__EXERCISE REQUIREMENTS__.
Set down the records that follow in full and without changes.

********************

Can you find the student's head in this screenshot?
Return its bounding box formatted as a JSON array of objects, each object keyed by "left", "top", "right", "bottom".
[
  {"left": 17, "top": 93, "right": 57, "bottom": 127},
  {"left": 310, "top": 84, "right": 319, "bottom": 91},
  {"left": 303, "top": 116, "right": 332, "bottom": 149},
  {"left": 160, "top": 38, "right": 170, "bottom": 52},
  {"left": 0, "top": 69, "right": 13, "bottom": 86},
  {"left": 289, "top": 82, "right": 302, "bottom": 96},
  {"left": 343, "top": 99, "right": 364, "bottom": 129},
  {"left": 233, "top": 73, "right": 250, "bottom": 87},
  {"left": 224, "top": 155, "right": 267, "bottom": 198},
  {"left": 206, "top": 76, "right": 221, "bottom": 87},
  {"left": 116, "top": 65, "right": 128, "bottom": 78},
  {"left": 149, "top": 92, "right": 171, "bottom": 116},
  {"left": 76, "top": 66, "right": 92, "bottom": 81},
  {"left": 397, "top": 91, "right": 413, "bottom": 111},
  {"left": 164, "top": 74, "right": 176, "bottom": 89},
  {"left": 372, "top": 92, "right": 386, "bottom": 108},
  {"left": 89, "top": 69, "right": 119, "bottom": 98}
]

********************

__SOLVED EXERCISE__.
Can you find the student's head in this screenshot?
Return its bounding box formatted as a JSON array of objects, each object keyed by "left", "top", "right", "bottom".
[
  {"left": 17, "top": 93, "right": 57, "bottom": 127},
  {"left": 310, "top": 84, "right": 319, "bottom": 91},
  {"left": 303, "top": 116, "right": 332, "bottom": 149},
  {"left": 160, "top": 38, "right": 170, "bottom": 52},
  {"left": 0, "top": 69, "right": 13, "bottom": 86},
  {"left": 289, "top": 82, "right": 302, "bottom": 96},
  {"left": 343, "top": 99, "right": 364, "bottom": 129},
  {"left": 233, "top": 73, "right": 250, "bottom": 87},
  {"left": 224, "top": 155, "right": 267, "bottom": 198},
  {"left": 206, "top": 76, "right": 221, "bottom": 87},
  {"left": 116, "top": 65, "right": 128, "bottom": 78},
  {"left": 149, "top": 92, "right": 171, "bottom": 116},
  {"left": 76, "top": 66, "right": 92, "bottom": 81},
  {"left": 397, "top": 91, "right": 413, "bottom": 111},
  {"left": 164, "top": 74, "right": 176, "bottom": 89},
  {"left": 372, "top": 92, "right": 386, "bottom": 108},
  {"left": 89, "top": 69, "right": 119, "bottom": 98}
]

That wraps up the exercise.